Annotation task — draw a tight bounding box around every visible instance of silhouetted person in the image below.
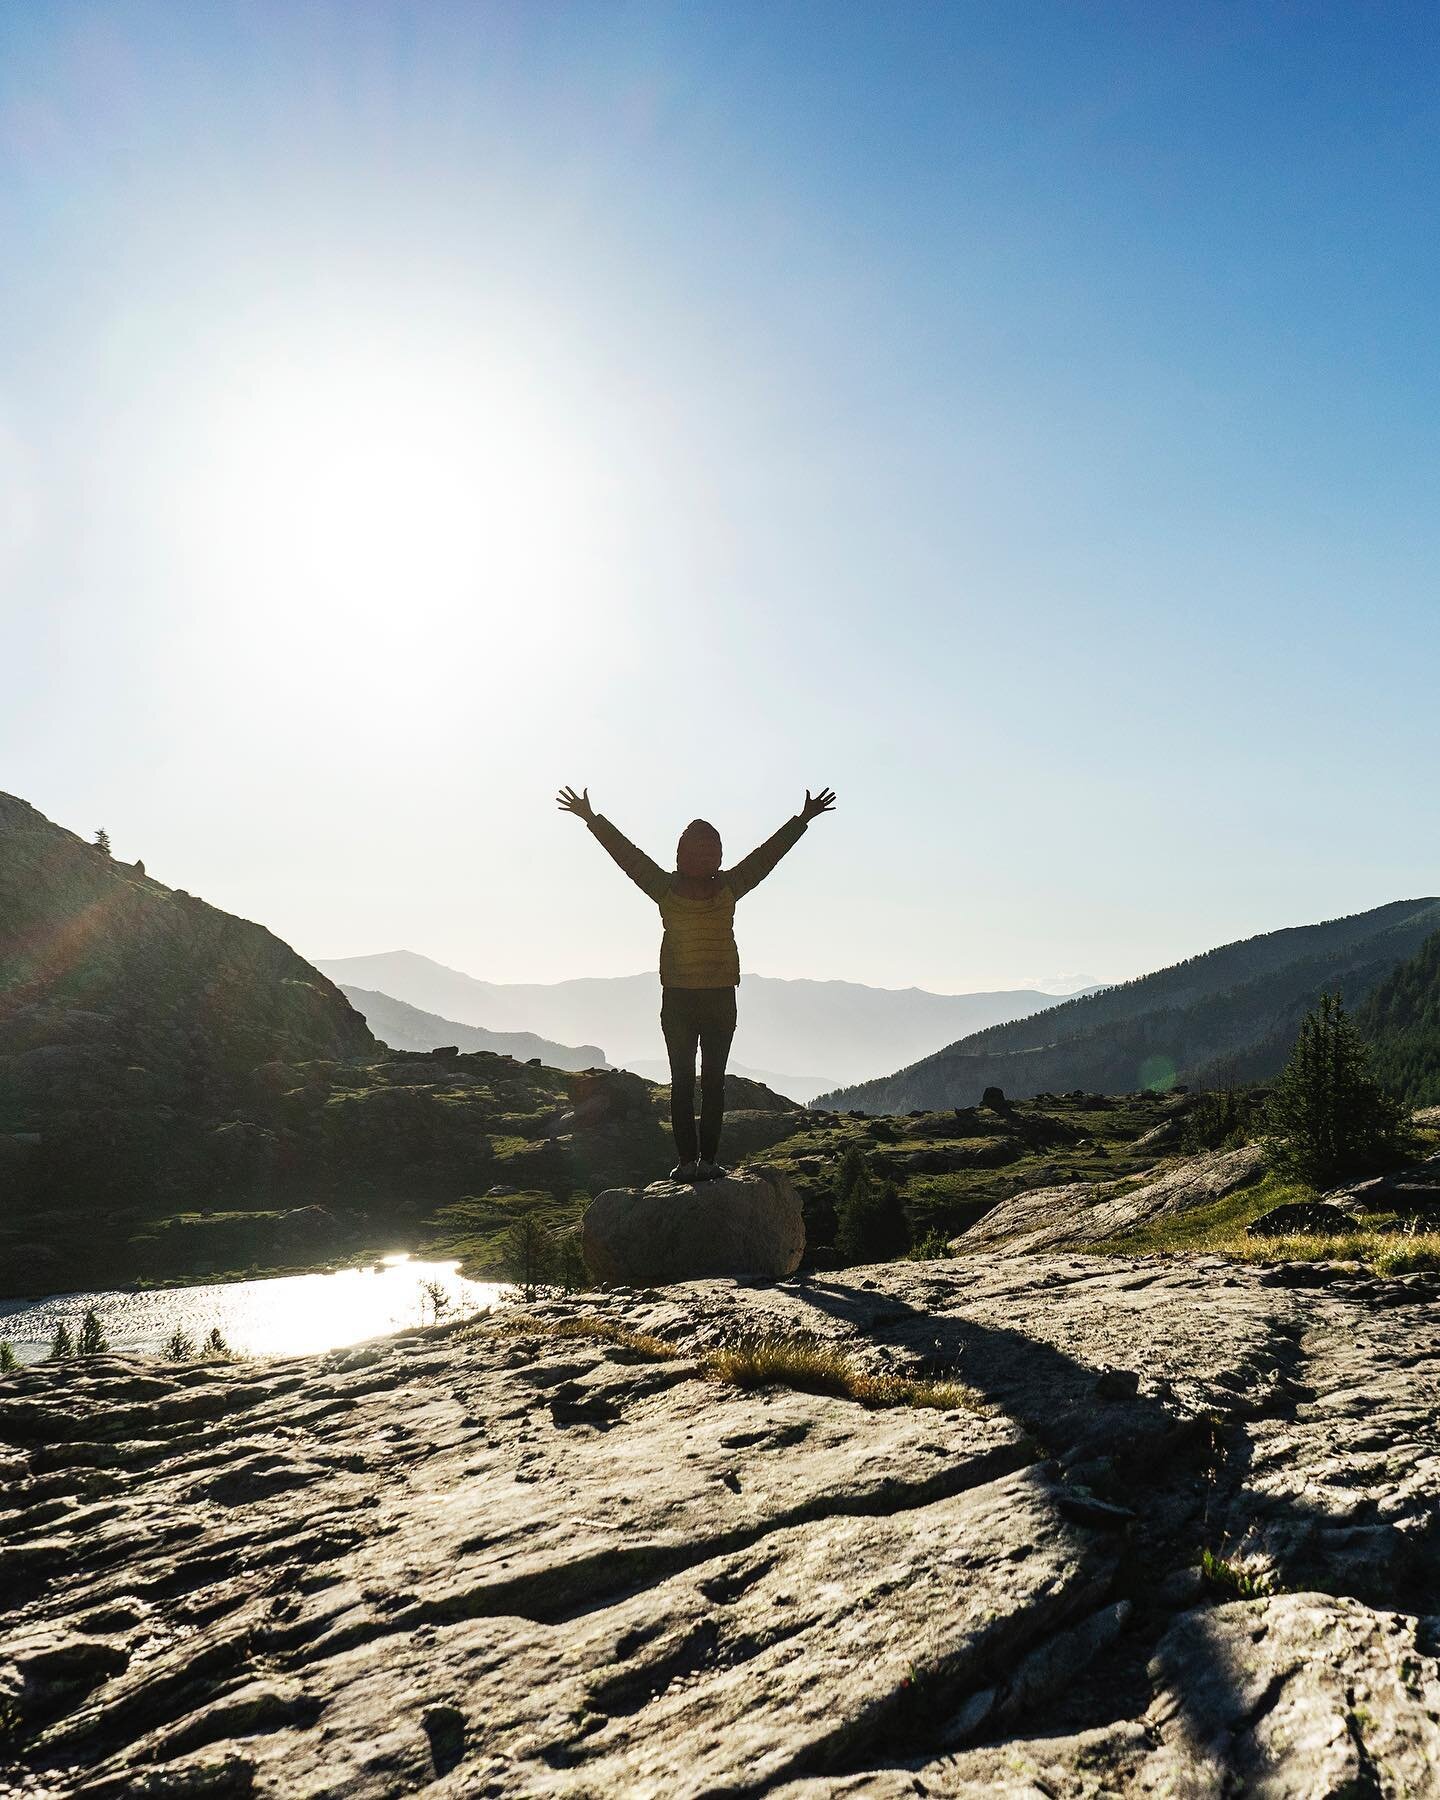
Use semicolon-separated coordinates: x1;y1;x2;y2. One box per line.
557;785;837;1181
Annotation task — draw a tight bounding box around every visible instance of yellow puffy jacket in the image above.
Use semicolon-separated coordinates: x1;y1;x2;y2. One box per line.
587;813;807;988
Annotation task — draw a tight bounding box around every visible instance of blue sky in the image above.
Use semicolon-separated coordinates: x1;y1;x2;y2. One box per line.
2;2;1436;992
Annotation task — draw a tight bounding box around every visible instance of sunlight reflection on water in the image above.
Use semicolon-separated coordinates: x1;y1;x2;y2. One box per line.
0;1257;511;1366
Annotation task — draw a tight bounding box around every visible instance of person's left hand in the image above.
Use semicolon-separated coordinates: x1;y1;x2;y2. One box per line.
801;786;837;822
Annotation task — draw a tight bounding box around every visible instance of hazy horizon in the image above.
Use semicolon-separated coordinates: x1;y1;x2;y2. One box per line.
318;946;1101;1002
4;4;1437;992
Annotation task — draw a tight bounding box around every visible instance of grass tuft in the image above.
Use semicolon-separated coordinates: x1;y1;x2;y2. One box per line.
704;1329;983;1413
1200;1546;1280;1599
486;1314;982;1410
494;1312;678;1361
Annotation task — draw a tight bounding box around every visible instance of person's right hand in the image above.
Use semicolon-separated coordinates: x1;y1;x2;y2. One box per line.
556;785;595;823
801;786;837;822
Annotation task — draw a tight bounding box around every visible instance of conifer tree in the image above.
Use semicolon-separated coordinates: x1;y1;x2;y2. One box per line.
49;1320;75;1359
77;1308;108;1356
501;1213;555;1300
0;1341;16;1373
93;827;111;855
1265;992;1409;1188
835;1148;912;1265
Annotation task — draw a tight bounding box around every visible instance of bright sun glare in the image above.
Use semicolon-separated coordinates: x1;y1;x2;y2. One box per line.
175;323;614;656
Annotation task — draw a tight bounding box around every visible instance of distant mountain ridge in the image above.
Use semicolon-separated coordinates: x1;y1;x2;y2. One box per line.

◆ ◆ ◆ ◆

Set out every line from the material that contains the string "person".

Annotation task — draw a tight bounding box around every visible instance of silhouetted person in the image below.
Annotation task — draw a tight bounding box around every visible instance of person's left hand in the image above.
Annotation task — draw a tight bounding box around every visible instance of person's right hand in the image above.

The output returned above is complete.